A Defensoria Pública de São Paulo ajuizou hoje (28) um conjunto de habeas corpus perante o Tribunal de Justiça do estado (TJ-SP) em favor de 30 mulheres acusadas criminalmente de terem praticado aborto, sob o argumento da inconstitucionalidade dessa criminalização.

A Defensoria pede o arquivamento das ações penais em curso pelo crime tipificado no artigo 124 do Código Penal – provocar aborto em si mesma ou consentir que outrem lho provoque –, além de abarcar todos os processos identificados no estado entre os anos de 2011 e 2016.

De acordo com a defensora pública Ana Rita Prata, como a pena máxima para o crime é de três anos de detenção, os casos, em regra, culminam com a suspensão do processo, sob condições como comparecimento periódico à Justiça, o que as mulheres acusadas, em geral, aceitam. No entanto, alertou a defensora, a consequência disso é que os processos acabam sem discussão sobre a constitucionalidade da criminalização ou a ilegalidade das provas obtidas.

- **EXERCÍCIO**: Dê sequência ao texto sobre os habeas corpus da Defensoria Pública em favor das mulheres acusadas de aborto, começando logo após a última frase apresentada.

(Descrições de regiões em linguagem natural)
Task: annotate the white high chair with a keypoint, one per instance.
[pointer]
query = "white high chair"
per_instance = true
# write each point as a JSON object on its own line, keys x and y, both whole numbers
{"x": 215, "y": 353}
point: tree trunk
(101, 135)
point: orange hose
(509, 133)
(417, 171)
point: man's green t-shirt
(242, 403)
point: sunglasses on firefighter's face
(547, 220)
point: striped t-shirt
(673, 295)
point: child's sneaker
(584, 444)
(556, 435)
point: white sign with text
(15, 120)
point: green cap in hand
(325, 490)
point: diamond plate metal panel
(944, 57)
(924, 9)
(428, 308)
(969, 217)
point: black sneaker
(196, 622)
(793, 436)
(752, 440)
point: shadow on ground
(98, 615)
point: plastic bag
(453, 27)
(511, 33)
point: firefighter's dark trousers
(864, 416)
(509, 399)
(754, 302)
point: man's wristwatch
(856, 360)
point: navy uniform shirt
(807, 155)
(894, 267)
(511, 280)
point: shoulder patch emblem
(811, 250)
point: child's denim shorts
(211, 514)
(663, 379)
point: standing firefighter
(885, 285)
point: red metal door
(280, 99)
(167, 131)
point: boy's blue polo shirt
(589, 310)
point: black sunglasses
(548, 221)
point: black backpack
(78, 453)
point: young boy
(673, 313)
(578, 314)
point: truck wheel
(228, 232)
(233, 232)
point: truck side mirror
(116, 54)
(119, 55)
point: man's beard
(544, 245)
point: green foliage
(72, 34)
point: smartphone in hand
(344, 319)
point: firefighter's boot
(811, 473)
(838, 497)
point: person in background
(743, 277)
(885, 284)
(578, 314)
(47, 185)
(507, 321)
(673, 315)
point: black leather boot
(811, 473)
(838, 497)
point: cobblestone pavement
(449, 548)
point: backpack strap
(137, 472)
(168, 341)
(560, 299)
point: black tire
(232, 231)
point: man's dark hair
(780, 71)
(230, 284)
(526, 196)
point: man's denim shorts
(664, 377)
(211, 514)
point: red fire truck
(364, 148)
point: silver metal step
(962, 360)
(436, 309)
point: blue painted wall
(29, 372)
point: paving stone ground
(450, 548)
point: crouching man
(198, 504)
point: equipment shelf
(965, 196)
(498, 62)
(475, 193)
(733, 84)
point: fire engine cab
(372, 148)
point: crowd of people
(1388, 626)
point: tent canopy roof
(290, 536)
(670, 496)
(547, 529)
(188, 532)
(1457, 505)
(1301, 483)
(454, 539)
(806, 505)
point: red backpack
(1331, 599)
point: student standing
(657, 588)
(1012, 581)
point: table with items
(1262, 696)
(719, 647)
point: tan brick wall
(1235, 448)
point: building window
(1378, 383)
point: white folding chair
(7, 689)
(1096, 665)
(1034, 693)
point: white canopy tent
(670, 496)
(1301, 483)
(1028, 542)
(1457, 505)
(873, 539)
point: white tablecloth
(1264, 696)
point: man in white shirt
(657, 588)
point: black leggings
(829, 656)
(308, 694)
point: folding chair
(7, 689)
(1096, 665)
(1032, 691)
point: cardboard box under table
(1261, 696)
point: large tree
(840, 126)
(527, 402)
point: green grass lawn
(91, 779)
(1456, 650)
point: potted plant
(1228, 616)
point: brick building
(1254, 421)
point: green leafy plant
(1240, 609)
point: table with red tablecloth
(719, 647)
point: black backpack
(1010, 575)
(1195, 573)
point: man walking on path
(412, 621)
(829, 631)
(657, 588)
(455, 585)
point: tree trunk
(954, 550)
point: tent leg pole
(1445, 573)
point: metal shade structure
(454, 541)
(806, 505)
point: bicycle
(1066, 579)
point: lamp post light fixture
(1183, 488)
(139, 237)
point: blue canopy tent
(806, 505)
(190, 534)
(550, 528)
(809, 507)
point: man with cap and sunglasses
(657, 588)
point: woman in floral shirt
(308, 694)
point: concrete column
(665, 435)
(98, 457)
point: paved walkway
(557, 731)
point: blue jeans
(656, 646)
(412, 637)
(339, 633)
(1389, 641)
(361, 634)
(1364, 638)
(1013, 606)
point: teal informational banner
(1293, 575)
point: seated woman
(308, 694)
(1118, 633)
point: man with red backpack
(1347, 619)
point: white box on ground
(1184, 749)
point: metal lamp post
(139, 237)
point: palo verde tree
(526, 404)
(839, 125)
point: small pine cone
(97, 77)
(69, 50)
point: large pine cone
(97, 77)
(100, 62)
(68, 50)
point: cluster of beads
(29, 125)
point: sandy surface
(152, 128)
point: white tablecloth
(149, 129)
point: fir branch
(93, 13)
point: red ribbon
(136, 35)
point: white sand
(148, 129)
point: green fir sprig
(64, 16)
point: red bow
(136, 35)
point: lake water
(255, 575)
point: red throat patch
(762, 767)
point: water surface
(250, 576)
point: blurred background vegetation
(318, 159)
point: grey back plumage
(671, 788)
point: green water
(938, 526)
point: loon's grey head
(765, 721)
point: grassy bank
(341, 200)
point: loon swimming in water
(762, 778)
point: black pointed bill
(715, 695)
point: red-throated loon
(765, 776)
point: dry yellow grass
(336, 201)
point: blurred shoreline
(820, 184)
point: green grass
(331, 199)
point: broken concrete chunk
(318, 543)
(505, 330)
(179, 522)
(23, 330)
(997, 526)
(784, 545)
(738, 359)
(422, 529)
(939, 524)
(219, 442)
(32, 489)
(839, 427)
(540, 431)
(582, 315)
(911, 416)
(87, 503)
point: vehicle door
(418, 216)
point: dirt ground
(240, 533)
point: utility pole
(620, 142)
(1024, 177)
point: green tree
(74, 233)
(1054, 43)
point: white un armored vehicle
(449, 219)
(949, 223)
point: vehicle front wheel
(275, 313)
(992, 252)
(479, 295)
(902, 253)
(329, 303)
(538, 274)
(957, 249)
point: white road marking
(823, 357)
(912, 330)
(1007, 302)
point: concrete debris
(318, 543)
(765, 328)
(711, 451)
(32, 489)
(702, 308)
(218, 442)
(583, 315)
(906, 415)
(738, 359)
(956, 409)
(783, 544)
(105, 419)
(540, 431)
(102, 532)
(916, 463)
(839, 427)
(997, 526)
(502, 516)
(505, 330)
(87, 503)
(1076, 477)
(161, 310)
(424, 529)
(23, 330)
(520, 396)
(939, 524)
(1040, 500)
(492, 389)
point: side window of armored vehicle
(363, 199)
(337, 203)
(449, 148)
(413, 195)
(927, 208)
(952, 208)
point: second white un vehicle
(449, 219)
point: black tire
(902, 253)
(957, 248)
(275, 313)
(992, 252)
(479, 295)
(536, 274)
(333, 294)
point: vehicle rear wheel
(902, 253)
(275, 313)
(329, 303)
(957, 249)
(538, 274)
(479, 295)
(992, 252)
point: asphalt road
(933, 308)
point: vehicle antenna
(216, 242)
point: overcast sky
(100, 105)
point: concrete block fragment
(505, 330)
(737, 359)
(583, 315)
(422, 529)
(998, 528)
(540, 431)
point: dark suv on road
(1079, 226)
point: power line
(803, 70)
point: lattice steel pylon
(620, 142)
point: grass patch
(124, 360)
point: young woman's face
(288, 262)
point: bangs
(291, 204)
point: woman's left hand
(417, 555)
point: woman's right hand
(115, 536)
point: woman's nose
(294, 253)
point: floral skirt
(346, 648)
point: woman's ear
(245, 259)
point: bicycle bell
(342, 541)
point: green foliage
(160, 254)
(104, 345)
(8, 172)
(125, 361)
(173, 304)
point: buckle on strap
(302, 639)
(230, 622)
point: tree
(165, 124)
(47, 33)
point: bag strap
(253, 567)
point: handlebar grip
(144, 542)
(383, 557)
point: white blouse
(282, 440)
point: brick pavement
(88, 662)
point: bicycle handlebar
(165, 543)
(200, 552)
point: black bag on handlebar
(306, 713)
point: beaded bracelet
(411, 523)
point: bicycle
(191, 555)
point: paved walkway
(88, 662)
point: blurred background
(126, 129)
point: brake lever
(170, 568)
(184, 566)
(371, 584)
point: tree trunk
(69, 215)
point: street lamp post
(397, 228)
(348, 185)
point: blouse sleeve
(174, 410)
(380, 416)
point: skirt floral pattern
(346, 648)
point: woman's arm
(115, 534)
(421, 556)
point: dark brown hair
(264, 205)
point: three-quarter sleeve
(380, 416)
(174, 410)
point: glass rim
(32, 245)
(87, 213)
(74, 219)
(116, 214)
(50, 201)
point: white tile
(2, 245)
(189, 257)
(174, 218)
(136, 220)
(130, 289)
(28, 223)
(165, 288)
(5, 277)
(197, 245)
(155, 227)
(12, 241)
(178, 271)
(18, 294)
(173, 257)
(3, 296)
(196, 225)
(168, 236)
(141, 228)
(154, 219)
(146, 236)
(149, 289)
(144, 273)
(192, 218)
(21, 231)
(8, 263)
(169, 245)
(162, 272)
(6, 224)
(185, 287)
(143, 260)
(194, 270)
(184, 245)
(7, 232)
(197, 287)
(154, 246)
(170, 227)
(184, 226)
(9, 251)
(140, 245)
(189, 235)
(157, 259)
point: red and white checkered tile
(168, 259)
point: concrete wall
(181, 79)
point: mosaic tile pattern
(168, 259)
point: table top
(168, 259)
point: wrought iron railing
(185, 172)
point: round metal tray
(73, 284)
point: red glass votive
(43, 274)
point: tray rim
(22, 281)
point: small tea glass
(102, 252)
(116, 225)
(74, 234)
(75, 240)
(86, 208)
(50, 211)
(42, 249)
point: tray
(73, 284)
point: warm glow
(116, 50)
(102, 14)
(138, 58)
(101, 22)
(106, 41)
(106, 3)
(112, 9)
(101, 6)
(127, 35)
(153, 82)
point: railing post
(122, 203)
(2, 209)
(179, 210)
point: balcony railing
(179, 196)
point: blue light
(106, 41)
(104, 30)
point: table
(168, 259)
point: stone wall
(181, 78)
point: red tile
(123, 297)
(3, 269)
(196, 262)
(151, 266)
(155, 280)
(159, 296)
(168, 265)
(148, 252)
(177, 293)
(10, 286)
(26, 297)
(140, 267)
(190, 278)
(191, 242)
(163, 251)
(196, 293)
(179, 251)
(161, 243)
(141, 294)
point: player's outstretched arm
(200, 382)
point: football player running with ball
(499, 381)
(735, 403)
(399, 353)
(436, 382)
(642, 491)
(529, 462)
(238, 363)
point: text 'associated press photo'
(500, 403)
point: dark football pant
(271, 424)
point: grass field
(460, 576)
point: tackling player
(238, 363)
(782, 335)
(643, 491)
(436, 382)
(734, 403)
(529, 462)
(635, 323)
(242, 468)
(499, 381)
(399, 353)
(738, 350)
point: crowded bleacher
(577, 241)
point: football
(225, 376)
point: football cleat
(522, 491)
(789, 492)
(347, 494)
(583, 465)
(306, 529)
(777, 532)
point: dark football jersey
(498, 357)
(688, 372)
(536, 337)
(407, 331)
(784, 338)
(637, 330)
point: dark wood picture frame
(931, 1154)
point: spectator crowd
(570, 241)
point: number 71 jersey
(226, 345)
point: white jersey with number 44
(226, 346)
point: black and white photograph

- **RESPOSTA**:
Além disso, em cerca de metade dos casos, há a nulidade dos processos criminais, devido à violação do sigilo profissional por agentes de saúde, que denunciam as mulheres depois de as atenderem por complicações decorrentes do aborto.

Inconstitucionalidade

A argumentação se baseia em um habeas corpus julgado em novembro de 2016 no qual a 1ª Turma do Supremo Tribunal Federal (STF) reconheceu, por maioria de votos, que a criminalização do aborto até o terceiro mês de gestação é inconstitucional. De acordo com a decisão, a criminalização nesse período fere direitos sexuais e reprodutivos, o direito à autonomia, a integridade física e psíquica, bem como o direito à igualdade.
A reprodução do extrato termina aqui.